> SET TASK 1:
From the forum thread about Vertx thread blocking, explain why the reply says a 2 ms limit is pretty much impossible to achieve on every call.
> SET TASK 2:
Please locate each line of the listing that contains the string "black" and copy it out.

I don’t know much about Vertx, but just going from the stacktrace it seems to be complaining about the blockingSingle() call on line 1195. Unless I’m missing something, it’s simply a legitimate complaint that you’re doing a blocking call, I think? I can’t see any problems with the rest of the code.

Most IO and web stacks now have some way of ‘feeding’ a reactive publisher back into the response, without blocking.

#3

@graham.pople

Vertx uses event loop similar to nodejs. What we are trying to do is using the reactive API to get and touch the document. It is similar to blocking getAndTouch call. The issue that I am facing is that the couchbase doesn’t sends a response for such a long time which blocks the event loop

#4

@himanshu.mps

What is vertx’s time limit for blocking? getAndTouch should be a very fast call, with I’d think the main limits on its speed being your network latency to the cluster, and the size of the document.

#5

@graham.pople

The vertx thread start complaining the thread blocked after the default time of 2 ms. This issue is seen when we are doing performance test where there are tons of get, insert, update and getAndTocuch calls are there. Sometime the test runs fine with 1000 users and sometimes it blocks the thread even with 10 users. There is no change in the test or application functionality for 1000 users vs 10 users.

#6

Well, 2 ms is an extremely tight SLA. Depending on your network setup it’s very possible to achieve that with Couchbase, and considerably faster in fact - but 100% of the time for every single call? That’s very tricky. In fact I’d suggest it’s pretty much impossible to achieve on the JVM, given random garbage collection costs.

I googled and found this reactive streams integration with vertx: https://vertx.io/docs/vertx-reactive-streams/java/. I think that’ll probably solve your woes.

#7

@graham.pople … My mistake… It is not 2 ms but 2 seconds.

> INFORMATION GIVEN:
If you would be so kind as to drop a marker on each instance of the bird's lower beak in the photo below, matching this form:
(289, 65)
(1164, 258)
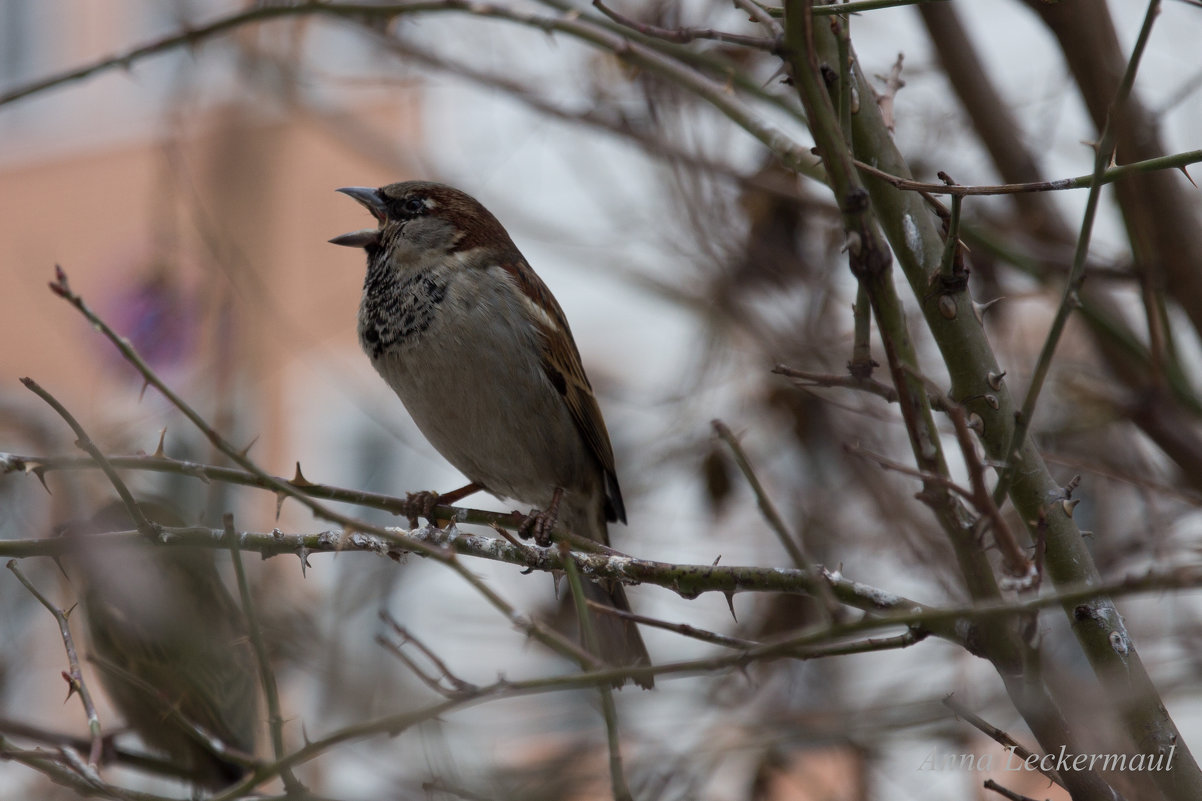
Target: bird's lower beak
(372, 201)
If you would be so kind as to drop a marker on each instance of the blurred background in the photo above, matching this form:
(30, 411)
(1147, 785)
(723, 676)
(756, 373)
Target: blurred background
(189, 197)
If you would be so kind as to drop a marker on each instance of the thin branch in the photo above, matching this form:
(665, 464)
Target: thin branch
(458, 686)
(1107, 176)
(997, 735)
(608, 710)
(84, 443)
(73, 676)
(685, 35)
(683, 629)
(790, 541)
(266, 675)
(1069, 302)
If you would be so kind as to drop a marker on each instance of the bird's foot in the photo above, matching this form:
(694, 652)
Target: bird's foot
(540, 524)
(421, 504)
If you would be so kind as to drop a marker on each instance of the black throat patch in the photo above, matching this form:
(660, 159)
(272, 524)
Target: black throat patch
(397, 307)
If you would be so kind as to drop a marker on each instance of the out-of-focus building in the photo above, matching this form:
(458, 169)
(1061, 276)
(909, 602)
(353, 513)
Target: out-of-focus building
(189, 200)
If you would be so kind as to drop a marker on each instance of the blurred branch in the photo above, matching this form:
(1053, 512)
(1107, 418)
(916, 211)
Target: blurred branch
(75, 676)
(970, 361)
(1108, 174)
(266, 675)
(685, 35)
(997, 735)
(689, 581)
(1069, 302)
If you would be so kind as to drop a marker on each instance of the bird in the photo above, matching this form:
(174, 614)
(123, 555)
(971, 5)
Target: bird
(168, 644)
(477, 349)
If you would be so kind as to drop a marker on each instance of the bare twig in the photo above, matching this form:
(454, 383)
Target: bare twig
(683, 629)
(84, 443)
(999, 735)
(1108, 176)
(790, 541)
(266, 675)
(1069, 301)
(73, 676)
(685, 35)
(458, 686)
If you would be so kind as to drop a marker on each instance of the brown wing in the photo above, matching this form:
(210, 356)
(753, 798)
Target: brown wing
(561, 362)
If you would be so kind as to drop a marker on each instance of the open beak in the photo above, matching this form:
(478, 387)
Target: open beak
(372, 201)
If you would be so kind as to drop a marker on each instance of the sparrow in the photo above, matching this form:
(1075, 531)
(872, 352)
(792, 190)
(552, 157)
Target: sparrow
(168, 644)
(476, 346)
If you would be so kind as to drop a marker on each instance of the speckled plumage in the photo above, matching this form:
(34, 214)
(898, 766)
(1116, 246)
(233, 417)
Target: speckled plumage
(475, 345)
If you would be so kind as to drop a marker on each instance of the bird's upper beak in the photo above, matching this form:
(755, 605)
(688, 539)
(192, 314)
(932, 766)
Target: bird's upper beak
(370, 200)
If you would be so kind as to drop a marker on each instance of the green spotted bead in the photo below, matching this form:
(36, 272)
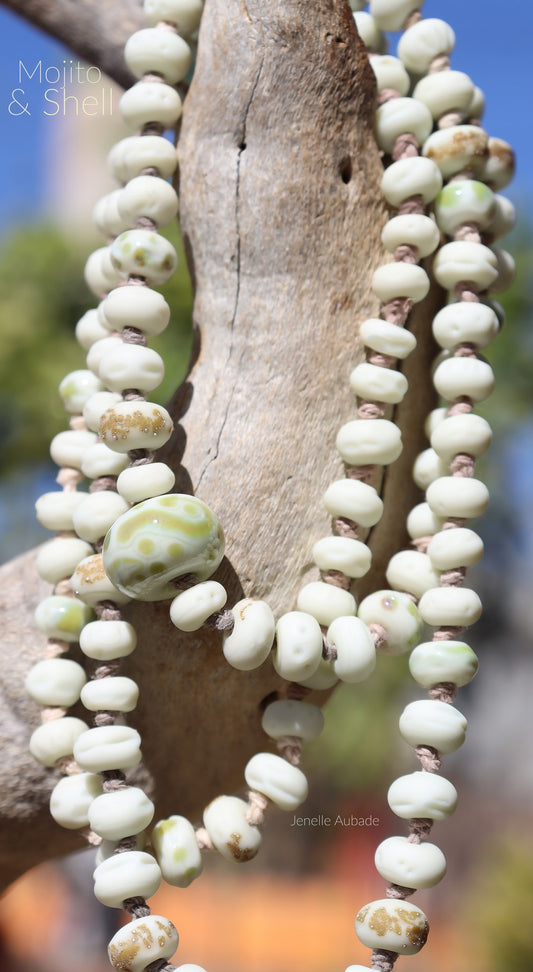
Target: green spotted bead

> TASK ANSWER 1:
The reply says 2 ms is an extremely tight limit. Couchbase can meet it, and even go considerably faster, depending on the network setup. Meeting it for every single call is very tricky, though, and random garbage collection costs on the JVM make that pretty much impossible.

> TASK ANSWER 2:
If you would be so kind as to drop a marker on each instance of the black throat patch in the photo above, matching this form:
Target: black throat patch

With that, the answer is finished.